• _Tasks_
**1)** Retype the Lustre eviction thread from "It reconnects." to "just too loaded)".
**2)** In the Lustre eviction thread, what version of Lustre is running when the evictions happen?
**3)** Summarize the Lustre eviction thread in two sentences.

• _Given text_
::::::::::

[Lustre-discuss] Too many client eviction

2011-05-03 Thread DEGREMONT Aurelien
Hello

We often see some of our Lustre clients being evicted abusively (clients 
seem healthy).
The pattern is always the same:

All of this on Lustre 2.0, with adaptative timeout enabled

1 - A server complains about a client :
### lock callback timer expired... after 25315s...
(nothing on client)

(few seconds later)

2 - The client receives -107 to a obd_ping for this target
(server says @@@processing error 107)

3 - Client realize its connection was lost.
Client notices it was evicted.
It reconnects.

(To be sure) When client is evicted, all undergoing I/O are lost, no 
recovery will be done for that?

We are thinking to increase timeout to give more time to clients to 
answer the ldlm revocation.
(maybe it is just too loaded)
- Is ldlm_timeout enough to do so?
- Do we need to also change obd_timeout in accordance? Is there a risk 
to trigger new timeouts if we just change ldlm_timeout (cascading timeout).

Any feedback in this area is welcomed.

Thank you

Aurélien Degrémont
___
Lustre-discuss mailing list
Lustre-discuss@lists.lustre.org
http://lists.lustre.org/mailman/listinfo/lustre-discuss


Re: [Lustre-discuss] Too many client eviction

2011-05-03 Thread Andreas Dilger
I don't think ldlm_timeout and obd_timeout have much effect when AT is enabled.

::::::::::

Location labeling rows:
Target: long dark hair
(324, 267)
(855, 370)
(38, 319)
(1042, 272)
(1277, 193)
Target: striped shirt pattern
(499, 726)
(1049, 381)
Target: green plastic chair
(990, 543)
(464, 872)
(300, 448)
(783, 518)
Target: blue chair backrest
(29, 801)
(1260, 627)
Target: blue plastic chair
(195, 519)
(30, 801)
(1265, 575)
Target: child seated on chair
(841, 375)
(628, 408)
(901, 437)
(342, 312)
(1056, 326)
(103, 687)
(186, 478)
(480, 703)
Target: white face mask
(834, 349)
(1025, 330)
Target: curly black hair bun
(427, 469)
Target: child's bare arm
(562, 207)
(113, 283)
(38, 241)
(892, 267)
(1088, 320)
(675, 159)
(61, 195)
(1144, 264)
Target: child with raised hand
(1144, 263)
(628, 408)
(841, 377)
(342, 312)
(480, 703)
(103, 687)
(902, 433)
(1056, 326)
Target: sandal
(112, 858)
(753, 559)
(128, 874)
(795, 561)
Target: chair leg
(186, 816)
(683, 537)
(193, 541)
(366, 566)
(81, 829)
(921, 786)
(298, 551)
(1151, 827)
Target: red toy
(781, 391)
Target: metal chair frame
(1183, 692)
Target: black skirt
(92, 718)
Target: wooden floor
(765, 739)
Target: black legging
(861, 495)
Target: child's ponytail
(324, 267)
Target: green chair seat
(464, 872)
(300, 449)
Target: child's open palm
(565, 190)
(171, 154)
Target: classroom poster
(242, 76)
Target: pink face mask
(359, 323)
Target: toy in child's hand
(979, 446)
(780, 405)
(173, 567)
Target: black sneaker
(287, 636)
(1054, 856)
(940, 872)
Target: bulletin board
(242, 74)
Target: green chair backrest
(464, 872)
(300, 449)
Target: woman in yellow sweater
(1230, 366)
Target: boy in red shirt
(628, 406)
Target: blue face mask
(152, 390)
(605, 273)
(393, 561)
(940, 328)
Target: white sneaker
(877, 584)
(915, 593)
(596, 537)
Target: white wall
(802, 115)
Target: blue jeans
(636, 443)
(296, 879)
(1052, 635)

::::::::::

• _Complete answers_
**1)**
It reconnects.

(To be sure) When client is evicted, all undergoing I/O are lost, no 
recovery will be done for that?

We are thinking to increase timeout to give more time to clients to 
answer the ldlm revocation.
(maybe it is just too loaded)

**2)** Lustre 2.0.

**3)** A poster reports that Lustre 2.0 clients that seem healthy are often evicted after a server's lock callback timer expires, after which the client gets error -107 on a ping, notices it was evicted and reconnects. The poster asks whether raising ldlm_timeout, and perhaps obd_timeout, would help, and a reply suggests those settings have little effect when adaptive timeouts are enabled.